══ Stored rows

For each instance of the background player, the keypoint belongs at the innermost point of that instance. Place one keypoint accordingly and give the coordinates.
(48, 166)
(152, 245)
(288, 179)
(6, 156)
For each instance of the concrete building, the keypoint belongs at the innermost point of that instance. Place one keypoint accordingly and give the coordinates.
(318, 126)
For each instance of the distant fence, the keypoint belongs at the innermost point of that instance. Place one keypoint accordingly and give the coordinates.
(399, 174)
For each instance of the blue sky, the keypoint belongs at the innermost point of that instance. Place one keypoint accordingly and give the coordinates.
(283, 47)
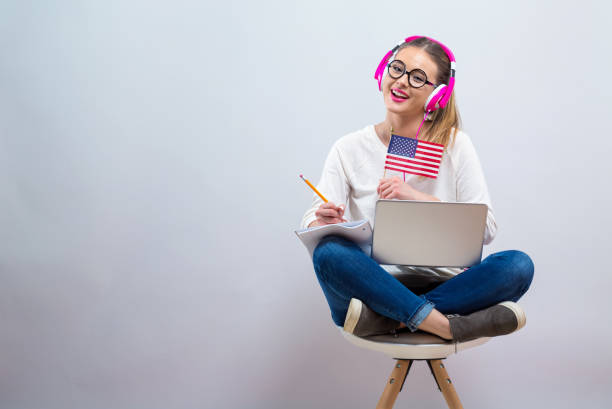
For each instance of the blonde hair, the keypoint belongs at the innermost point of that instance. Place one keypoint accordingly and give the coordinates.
(444, 123)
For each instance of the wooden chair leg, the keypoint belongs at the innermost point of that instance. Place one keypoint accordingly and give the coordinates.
(395, 384)
(444, 383)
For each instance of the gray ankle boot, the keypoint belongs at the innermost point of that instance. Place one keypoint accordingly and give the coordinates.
(362, 321)
(500, 319)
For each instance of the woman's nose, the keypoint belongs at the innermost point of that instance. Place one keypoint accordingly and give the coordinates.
(403, 80)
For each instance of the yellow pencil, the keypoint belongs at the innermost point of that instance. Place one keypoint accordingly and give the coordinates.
(314, 188)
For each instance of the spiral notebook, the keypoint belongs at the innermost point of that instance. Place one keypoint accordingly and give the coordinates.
(359, 232)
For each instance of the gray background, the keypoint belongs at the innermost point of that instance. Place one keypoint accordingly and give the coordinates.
(149, 161)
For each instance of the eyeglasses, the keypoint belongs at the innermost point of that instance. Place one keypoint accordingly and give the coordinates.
(416, 78)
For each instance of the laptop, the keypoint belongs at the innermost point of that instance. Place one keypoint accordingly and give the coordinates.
(433, 234)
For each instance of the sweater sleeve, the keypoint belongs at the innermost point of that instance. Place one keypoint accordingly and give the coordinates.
(471, 184)
(333, 185)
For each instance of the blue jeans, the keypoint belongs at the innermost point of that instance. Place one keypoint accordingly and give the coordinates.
(344, 271)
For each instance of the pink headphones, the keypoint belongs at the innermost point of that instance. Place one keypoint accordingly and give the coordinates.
(439, 97)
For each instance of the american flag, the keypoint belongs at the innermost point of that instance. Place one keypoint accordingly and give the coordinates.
(409, 155)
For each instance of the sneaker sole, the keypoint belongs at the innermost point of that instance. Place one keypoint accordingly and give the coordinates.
(521, 318)
(352, 315)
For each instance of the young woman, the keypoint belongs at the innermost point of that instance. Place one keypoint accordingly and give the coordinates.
(417, 81)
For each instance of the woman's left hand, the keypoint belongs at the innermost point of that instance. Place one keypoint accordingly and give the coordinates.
(396, 188)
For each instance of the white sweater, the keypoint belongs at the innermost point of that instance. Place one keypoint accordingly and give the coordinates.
(355, 164)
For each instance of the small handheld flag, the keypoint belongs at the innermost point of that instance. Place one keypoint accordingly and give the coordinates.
(409, 155)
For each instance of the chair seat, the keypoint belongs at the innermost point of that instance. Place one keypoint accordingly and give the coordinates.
(412, 345)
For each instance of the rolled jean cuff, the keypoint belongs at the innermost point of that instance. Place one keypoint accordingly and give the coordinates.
(421, 313)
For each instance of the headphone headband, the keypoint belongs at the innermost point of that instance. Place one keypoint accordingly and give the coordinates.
(448, 89)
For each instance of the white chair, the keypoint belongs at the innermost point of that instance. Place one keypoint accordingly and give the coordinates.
(406, 347)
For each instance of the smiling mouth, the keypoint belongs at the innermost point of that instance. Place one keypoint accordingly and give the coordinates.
(398, 96)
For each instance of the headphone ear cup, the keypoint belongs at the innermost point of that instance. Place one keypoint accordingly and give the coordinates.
(434, 98)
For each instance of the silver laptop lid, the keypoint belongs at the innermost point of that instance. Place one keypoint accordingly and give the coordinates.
(435, 234)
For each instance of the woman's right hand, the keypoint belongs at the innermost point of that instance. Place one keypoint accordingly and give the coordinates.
(328, 213)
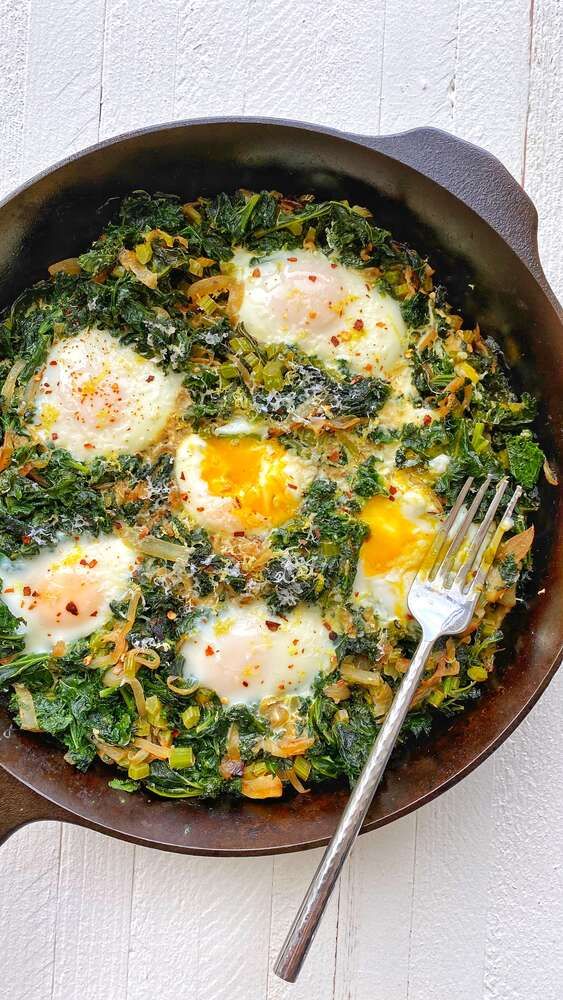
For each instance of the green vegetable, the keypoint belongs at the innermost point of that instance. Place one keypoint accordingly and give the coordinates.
(525, 458)
(181, 757)
(138, 771)
(327, 414)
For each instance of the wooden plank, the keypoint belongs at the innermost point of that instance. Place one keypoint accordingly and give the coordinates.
(29, 870)
(418, 65)
(14, 19)
(94, 903)
(449, 904)
(524, 951)
(212, 914)
(543, 166)
(524, 948)
(317, 63)
(62, 96)
(489, 88)
(291, 876)
(211, 57)
(374, 915)
(139, 65)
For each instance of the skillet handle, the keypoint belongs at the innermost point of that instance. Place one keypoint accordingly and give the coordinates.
(478, 179)
(19, 805)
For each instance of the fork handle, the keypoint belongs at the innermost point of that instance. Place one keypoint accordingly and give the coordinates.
(304, 926)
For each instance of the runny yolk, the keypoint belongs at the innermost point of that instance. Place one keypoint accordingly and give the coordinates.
(254, 474)
(393, 539)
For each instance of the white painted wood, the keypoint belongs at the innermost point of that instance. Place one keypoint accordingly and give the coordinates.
(374, 922)
(29, 863)
(93, 916)
(462, 900)
(14, 19)
(62, 95)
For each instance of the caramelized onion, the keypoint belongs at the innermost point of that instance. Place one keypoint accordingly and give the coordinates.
(265, 786)
(155, 749)
(183, 692)
(69, 265)
(288, 746)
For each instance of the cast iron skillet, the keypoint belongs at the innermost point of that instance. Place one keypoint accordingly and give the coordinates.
(447, 199)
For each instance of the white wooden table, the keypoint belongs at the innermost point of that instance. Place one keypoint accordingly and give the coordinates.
(464, 899)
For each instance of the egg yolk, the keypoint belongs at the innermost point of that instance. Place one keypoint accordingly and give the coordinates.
(393, 538)
(254, 475)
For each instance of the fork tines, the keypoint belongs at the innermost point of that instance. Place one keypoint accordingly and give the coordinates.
(439, 562)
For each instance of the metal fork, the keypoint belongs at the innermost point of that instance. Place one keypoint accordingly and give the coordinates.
(442, 598)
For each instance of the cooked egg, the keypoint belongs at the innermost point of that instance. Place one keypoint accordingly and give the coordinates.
(99, 397)
(246, 653)
(301, 297)
(240, 483)
(65, 594)
(401, 529)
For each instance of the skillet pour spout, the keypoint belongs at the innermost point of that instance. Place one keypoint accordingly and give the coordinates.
(458, 205)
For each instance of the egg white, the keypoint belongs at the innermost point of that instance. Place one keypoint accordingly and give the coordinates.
(99, 397)
(246, 653)
(223, 513)
(65, 594)
(301, 297)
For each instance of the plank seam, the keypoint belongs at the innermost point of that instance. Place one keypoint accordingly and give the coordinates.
(529, 96)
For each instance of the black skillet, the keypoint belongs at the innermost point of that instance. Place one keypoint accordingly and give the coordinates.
(449, 200)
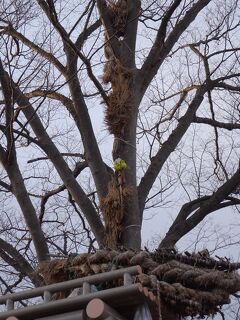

════

Exercise objective ->
How many lines of the entries above contain the string "plank"? Reply with the number alone.

Response ->
2